>> BEGIN SUPPLIED MATERIAL

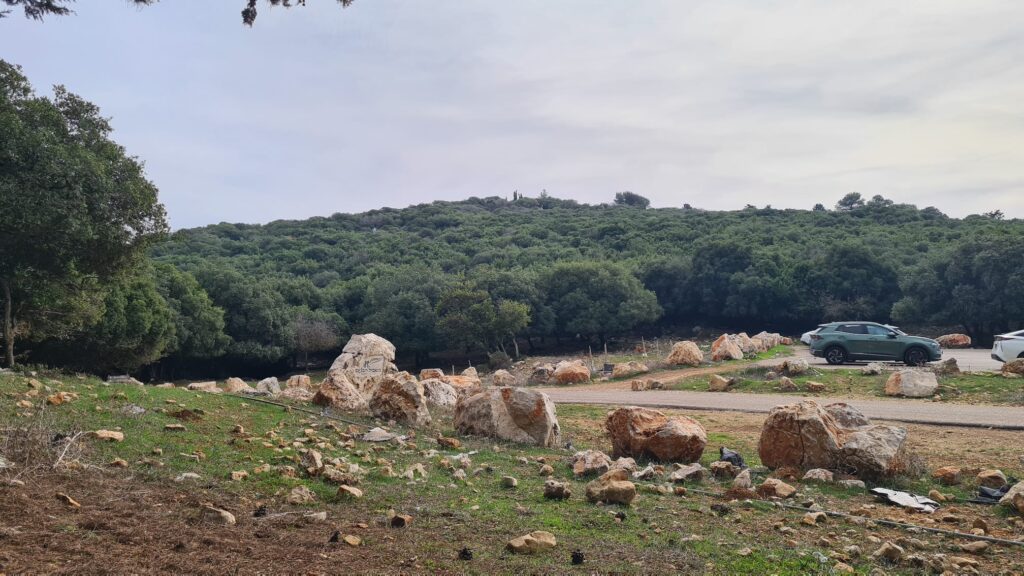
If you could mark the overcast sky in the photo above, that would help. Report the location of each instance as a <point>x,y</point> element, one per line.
<point>320,110</point>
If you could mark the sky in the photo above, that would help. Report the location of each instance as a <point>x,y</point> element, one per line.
<point>318,110</point>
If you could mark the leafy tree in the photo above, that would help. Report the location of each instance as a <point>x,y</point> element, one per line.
<point>596,299</point>
<point>199,325</point>
<point>631,199</point>
<point>37,9</point>
<point>849,202</point>
<point>75,205</point>
<point>972,286</point>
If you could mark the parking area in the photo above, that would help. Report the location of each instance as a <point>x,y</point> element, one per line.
<point>974,360</point>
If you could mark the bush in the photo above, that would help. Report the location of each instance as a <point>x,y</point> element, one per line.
<point>499,360</point>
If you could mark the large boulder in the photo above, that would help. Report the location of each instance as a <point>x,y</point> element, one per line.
<point>613,487</point>
<point>847,416</point>
<point>628,369</point>
<point>911,383</point>
<point>439,394</point>
<point>685,354</point>
<point>238,385</point>
<point>725,348</point>
<point>954,340</point>
<point>366,360</point>
<point>805,436</point>
<point>504,378</point>
<point>509,413</point>
<point>570,372</point>
<point>337,392</point>
<point>400,398</point>
<point>1014,368</point>
<point>268,386</point>
<point>299,381</point>
<point>644,433</point>
<point>210,387</point>
<point>876,452</point>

>> END SUPPLIED MATERIAL

Reproduce every entry above word for word, and leave the pictures out of your copy.

If you could mark the overcast sky in the photo above, that would help. Report the location of each instance as a <point>x,y</point> element, one per line.
<point>320,110</point>
If you could mark the sky in the photo above, that would help. Report the location of each instance as a <point>x,y</point> element, one per line.
<point>318,110</point>
If you could mark the leafy tree in the photo above, that would help. Report the location of each instance as a <point>x,y</point> element, one per line.
<point>596,299</point>
<point>199,325</point>
<point>631,199</point>
<point>37,9</point>
<point>849,202</point>
<point>75,205</point>
<point>972,286</point>
If you could mark the parking area in the photo above, that would help. Report the location of each instance as a <point>x,y</point> element, one per line.
<point>974,360</point>
If you could mark the bush in the photo above, that would help. Report the location of each instance as a <point>x,y</point> element, one per line.
<point>499,360</point>
If you could mark the large boulder in the photo above, that would help. Report the location of each instance as a <point>x,y</point> element, one per line.
<point>613,487</point>
<point>847,416</point>
<point>628,369</point>
<point>911,383</point>
<point>439,394</point>
<point>685,354</point>
<point>238,385</point>
<point>725,348</point>
<point>954,340</point>
<point>366,360</point>
<point>805,436</point>
<point>504,378</point>
<point>509,413</point>
<point>570,372</point>
<point>337,392</point>
<point>400,398</point>
<point>1014,368</point>
<point>268,386</point>
<point>299,381</point>
<point>644,433</point>
<point>210,387</point>
<point>876,452</point>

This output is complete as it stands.